• _Problem requirements_: The expected answer is the set of lines in the data below between the line holding "49L367 54L407 77L441" and the line holding "positive clicks: (442, 60)", inclusive, written out exactly.

• _Data shown_:
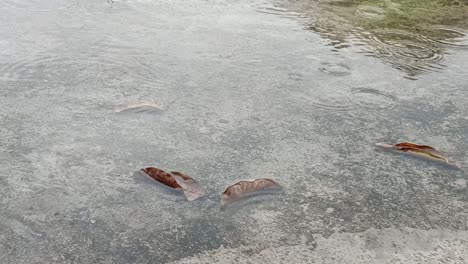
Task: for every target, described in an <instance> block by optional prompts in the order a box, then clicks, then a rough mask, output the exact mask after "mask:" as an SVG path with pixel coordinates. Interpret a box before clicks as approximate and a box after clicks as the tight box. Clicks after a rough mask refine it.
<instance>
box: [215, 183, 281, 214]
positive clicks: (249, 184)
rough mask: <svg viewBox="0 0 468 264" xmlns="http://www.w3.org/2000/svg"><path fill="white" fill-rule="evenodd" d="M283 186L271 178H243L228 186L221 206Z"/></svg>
mask: <svg viewBox="0 0 468 264" xmlns="http://www.w3.org/2000/svg"><path fill="white" fill-rule="evenodd" d="M281 189H282V187H281V185H279V184H278V183H276V182H275V181H273V180H271V179H252V180H242V181H239V182H237V183H234V184H233V185H231V186H228V187H227V188H226V189H225V190H224V192H223V194H222V195H221V207H222V208H223V207H225V206H227V205H230V204H233V203H235V202H237V201H239V200H241V199H243V198H246V197H249V196H253V195H256V194H262V193H263V192H264V191H279V190H281Z"/></svg>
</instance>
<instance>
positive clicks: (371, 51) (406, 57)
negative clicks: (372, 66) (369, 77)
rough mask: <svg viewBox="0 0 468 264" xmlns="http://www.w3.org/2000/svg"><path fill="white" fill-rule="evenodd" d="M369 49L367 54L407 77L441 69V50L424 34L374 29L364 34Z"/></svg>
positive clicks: (442, 60) (440, 69) (403, 31)
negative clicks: (376, 57) (398, 69)
mask: <svg viewBox="0 0 468 264" xmlns="http://www.w3.org/2000/svg"><path fill="white" fill-rule="evenodd" d="M366 37H367V39H368V41H369V42H370V44H371V45H370V48H371V51H370V52H367V55H369V56H374V57H378V58H380V59H381V60H382V61H384V62H386V63H389V64H390V65H392V66H393V67H395V68H396V69H400V70H403V71H405V72H407V74H408V75H409V77H410V78H411V77H413V76H415V75H418V74H423V73H428V72H434V71H440V70H443V69H444V68H445V67H446V66H445V65H443V64H442V63H441V62H442V61H443V60H444V54H443V52H442V51H441V50H440V49H439V48H438V47H436V46H434V45H431V40H430V39H429V38H427V37H425V36H422V35H419V34H414V33H410V32H407V31H403V30H376V31H374V32H371V33H369V34H367V35H366Z"/></svg>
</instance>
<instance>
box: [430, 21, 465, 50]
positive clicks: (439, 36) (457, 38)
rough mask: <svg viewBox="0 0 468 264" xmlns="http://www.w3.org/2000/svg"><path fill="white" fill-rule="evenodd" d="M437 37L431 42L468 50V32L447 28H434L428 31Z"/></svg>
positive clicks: (437, 27)
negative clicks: (461, 48)
mask: <svg viewBox="0 0 468 264" xmlns="http://www.w3.org/2000/svg"><path fill="white" fill-rule="evenodd" d="M428 30H429V31H430V32H431V33H433V34H434V35H435V36H437V37H433V41H434V42H436V43H439V44H442V45H446V46H450V47H456V48H468V31H466V30H464V29H461V28H456V27H449V26H434V27H431V28H429V29H428Z"/></svg>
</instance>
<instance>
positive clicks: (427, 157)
mask: <svg viewBox="0 0 468 264" xmlns="http://www.w3.org/2000/svg"><path fill="white" fill-rule="evenodd" d="M376 145H377V146H380V147H384V148H387V149H391V150H395V151H398V152H402V153H406V154H411V155H414V156H417V157H422V158H425V159H428V160H432V161H436V162H440V163H443V164H447V165H450V166H453V167H456V168H459V169H461V165H460V164H459V163H458V162H451V161H450V160H449V159H448V158H447V157H446V156H445V155H444V154H442V152H440V151H438V150H437V149H435V148H433V147H431V146H426V145H417V144H414V143H408V142H402V143H398V144H395V145H391V144H386V143H377V144H376Z"/></svg>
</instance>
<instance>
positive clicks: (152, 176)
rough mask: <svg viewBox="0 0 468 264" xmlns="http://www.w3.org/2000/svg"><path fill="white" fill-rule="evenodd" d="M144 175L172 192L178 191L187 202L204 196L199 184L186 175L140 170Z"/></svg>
mask: <svg viewBox="0 0 468 264" xmlns="http://www.w3.org/2000/svg"><path fill="white" fill-rule="evenodd" d="M142 171H143V172H145V174H147V175H148V176H149V177H151V178H153V179H154V180H156V181H158V182H159V183H161V184H163V185H166V186H167V187H170V188H172V189H174V190H180V191H182V192H183V193H184V195H185V197H186V198H187V200H189V201H193V200H196V199H198V198H200V197H203V196H205V194H206V191H205V189H204V188H203V186H202V185H201V184H199V183H198V182H197V181H195V180H194V179H193V178H191V177H189V176H188V175H186V174H183V173H181V172H177V171H171V172H170V173H167V172H165V171H163V170H161V169H158V168H155V167H148V168H145V169H142Z"/></svg>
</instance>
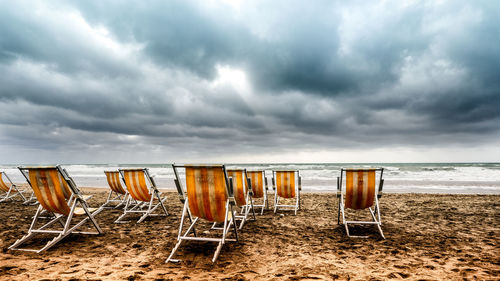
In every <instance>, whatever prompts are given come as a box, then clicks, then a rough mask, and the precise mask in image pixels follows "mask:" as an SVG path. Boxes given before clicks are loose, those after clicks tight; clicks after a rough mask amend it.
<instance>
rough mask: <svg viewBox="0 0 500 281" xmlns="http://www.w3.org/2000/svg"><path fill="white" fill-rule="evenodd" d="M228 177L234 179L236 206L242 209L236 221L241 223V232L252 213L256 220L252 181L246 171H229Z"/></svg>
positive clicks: (234, 193) (237, 170)
mask: <svg viewBox="0 0 500 281" xmlns="http://www.w3.org/2000/svg"><path fill="white" fill-rule="evenodd" d="M227 176H228V177H230V178H232V179H233V188H234V189H233V194H234V199H235V200H236V206H238V207H239V208H240V213H239V215H236V217H235V219H236V220H239V221H240V225H239V229H240V230H241V229H242V228H243V225H244V224H245V222H246V221H247V220H248V218H249V216H250V212H252V218H253V220H256V218H255V209H254V206H253V192H252V189H251V186H250V180H249V179H248V175H247V171H246V169H228V170H227Z"/></svg>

• _Task solution_:
rough mask: <svg viewBox="0 0 468 264" xmlns="http://www.w3.org/2000/svg"><path fill="white" fill-rule="evenodd" d="M369 49L367 54L407 77L441 69V50L424 34L374 29L364 34Z"/></svg>
positive clicks: (442, 60) (440, 69) (403, 31)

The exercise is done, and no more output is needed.